» **OBJECTIVE**: Please lay out every line of the listing below as one string in a JSON list, skipping blank lines and leaving the pictures out.

### EXTRACTED ENTRIES ###

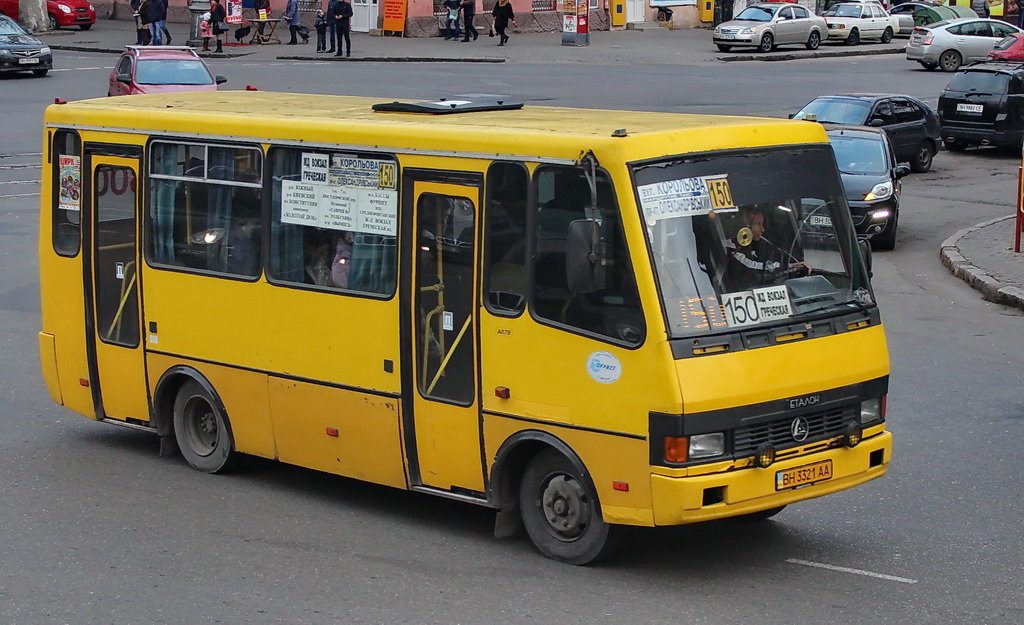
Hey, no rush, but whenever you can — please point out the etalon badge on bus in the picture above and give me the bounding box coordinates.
[736,225,754,247]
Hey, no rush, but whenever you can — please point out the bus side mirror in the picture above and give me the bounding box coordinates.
[565,219,604,293]
[857,238,873,279]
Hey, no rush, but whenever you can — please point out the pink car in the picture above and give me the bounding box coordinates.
[0,0,96,31]
[106,45,227,95]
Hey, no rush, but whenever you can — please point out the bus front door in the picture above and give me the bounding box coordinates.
[82,151,150,421]
[402,170,483,495]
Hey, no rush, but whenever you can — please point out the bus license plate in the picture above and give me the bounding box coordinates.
[775,460,831,491]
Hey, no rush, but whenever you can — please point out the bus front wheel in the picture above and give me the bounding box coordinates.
[519,449,622,565]
[174,380,238,473]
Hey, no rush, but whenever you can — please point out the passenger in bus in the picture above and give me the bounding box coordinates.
[725,207,812,291]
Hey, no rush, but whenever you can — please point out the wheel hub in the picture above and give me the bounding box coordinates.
[541,475,591,541]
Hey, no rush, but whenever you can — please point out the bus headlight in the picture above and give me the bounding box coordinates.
[689,432,725,460]
[860,398,882,424]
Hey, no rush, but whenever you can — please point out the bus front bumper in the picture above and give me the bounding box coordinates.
[651,431,892,526]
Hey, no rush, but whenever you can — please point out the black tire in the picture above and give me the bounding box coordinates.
[733,505,785,523]
[804,31,821,50]
[174,380,238,473]
[939,50,964,72]
[519,449,623,565]
[942,139,967,152]
[871,209,899,252]
[910,139,935,173]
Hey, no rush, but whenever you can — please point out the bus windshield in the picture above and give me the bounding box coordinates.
[633,145,873,337]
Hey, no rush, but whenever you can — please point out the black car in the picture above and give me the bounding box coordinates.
[792,93,940,173]
[825,125,910,250]
[939,61,1024,152]
[0,15,53,76]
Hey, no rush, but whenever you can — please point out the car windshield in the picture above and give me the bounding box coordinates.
[821,4,860,17]
[946,72,1010,93]
[793,97,871,126]
[633,145,873,337]
[0,17,28,35]
[733,6,775,22]
[828,131,889,174]
[135,58,213,85]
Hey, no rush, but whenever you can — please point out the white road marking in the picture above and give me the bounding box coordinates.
[785,557,918,584]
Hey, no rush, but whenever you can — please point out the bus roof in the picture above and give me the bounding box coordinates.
[46,91,828,162]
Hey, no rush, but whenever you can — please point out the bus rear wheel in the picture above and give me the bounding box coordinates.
[174,380,238,473]
[519,449,623,565]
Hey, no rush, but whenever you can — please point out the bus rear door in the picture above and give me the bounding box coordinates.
[82,143,150,421]
[402,169,483,494]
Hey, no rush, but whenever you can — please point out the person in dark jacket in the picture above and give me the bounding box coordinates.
[462,0,480,42]
[490,0,515,45]
[210,0,227,52]
[148,0,170,45]
[334,0,352,56]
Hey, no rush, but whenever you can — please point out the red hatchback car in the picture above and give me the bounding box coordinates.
[106,45,227,95]
[988,33,1024,60]
[0,0,96,31]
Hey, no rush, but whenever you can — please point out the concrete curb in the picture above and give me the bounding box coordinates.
[718,48,906,61]
[939,215,1024,310]
[275,54,508,63]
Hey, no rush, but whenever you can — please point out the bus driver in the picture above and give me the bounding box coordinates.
[725,208,812,290]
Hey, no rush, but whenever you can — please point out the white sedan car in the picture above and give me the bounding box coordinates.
[821,2,899,45]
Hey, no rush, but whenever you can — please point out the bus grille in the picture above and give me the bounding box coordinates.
[732,406,858,457]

###

» **EXERCISE SOLUTION**:
[
  "Hey, no rush, but whenever you can — please point out the etalon badge on bus in the picture above and give me the bounding box coordinates.",
  "[736,225,754,247]",
  "Hey, no rush, but whenever you can — please point out the bus side mirror in the picture above and give me the bounding box coordinates.",
  "[565,219,604,293]",
  "[857,238,873,279]",
  "Hey, no rush, but whenever you can — please point out the pink car in the picture above and give me the bounding box coordinates.",
  "[0,0,96,31]",
  "[106,45,227,95]",
  "Hey, no rush, but whenever you can — please point out the bus front door in the picture above and give me the bounding box coordinates.",
  "[82,151,150,421]",
  "[402,170,483,495]",
  "Hey, no rush, but whenever you can — please point out the bus license plate in the picture above and give me the bounding box coordinates.",
  "[775,460,831,491]",
  "Hey, no rush, but whenever you can — please point out the bus front wheel in the picture above and give me the bounding box coordinates.",
  "[519,449,622,565]",
  "[174,380,238,473]",
  "Hey, no rush, but whenever you can — please point out the passenger in bus in the picture above and give me the bounding box coordinates.",
  "[725,207,812,291]",
  "Hey, no rush, but whenever you can — please point out the wheel hub in the picture above and give me the bounding box coordinates.",
  "[541,475,591,541]",
  "Hey, no rush, but whenever you can — please point out the bus headlight in the picture above and give me the bounding box coordinates.",
  "[689,432,725,460]",
  "[860,398,882,424]",
  "Hey, no rush, but whenever you can — please point out the bus front bumper in the picture above and give me the bounding box coordinates.",
  "[651,431,892,526]",
  "Hey, no rush, but whenever you can — please point out the black tire in the picture above and give me the bounding box coordinates.",
  "[733,505,785,523]",
  "[804,31,821,50]",
  "[174,380,238,473]",
  "[939,50,964,72]",
  "[519,449,623,565]",
  "[942,139,967,152]",
  "[871,209,899,252]",
  "[910,139,935,173]",
  "Hey, no rush, but whenever you can — please point out the bus windshield in the picture above and give me the bounding box coordinates.",
  "[633,145,873,337]",
  "Hey, no rush, but whenever you can — please point out the black car in the picture above and give me the bounding box coordinates.",
  "[792,93,940,173]",
  "[825,125,910,250]",
  "[939,61,1024,152]",
  "[0,15,53,76]",
  "Hey, no rush, but whenever you can — please point out the car windshield in the picture above and give me the bounding box coordinates.",
  "[821,4,860,17]",
  "[946,72,1010,93]",
  "[793,97,871,126]",
  "[633,145,873,337]",
  "[0,17,28,35]",
  "[733,6,775,22]",
  "[828,131,889,174]",
  "[135,58,213,85]",
  "Hey, no rush, but whenever you can — please point out the white road marking in the picture above and give me the bounding box coordinates.",
  "[785,557,918,584]",
  "Hey, no rush, but whenever you can — please point out the bus roof in the picture above and give me the bounding box coordinates.",
  "[46,91,828,162]",
  "Hey, no rush, but whenever you can — please point out the bus rear wheel in the picture above and give me the bounding box coordinates.",
  "[174,380,238,473]",
  "[519,449,623,565]",
  "Hey, no rush, but whenever you can — please point out the bus rear door in the picture above and give me the bounding box coordinates.",
  "[82,143,150,421]",
  "[402,169,483,494]",
  "Hey, no rush, but whenever you can — please point out the person in dark jacket in the picture above and give me the bounding box coordinates.",
  "[462,0,480,42]",
  "[490,0,515,45]",
  "[210,0,227,52]",
  "[148,0,170,45]",
  "[334,0,352,56]",
  "Hey, no rush, but whenever you can — please point out the red hatchback car in the picture above and give me the bounding box coordinates.",
  "[106,45,227,95]",
  "[988,33,1024,60]",
  "[0,0,96,31]",
  "Hey, no rush, but whenever you can — please point out the concrete curb in the picture above and give me the bounding box coordinates.",
  "[718,48,906,61]",
  "[939,215,1024,310]",
  "[275,54,508,63]",
  "Hey, no rush, but whenever you can — please point out the bus driver in the picture above and give me the bounding box coordinates.",
  "[725,208,812,290]",
  "Hey, no rush, but whenever you can — please point out the white sedan car in the picture above and give me the bounding box coordinates.",
  "[821,2,899,45]",
  "Hey, no rush, but whenever you can — please point out the bus grille in the picture above and give me the bounding box coordinates.",
  "[732,406,858,457]"
]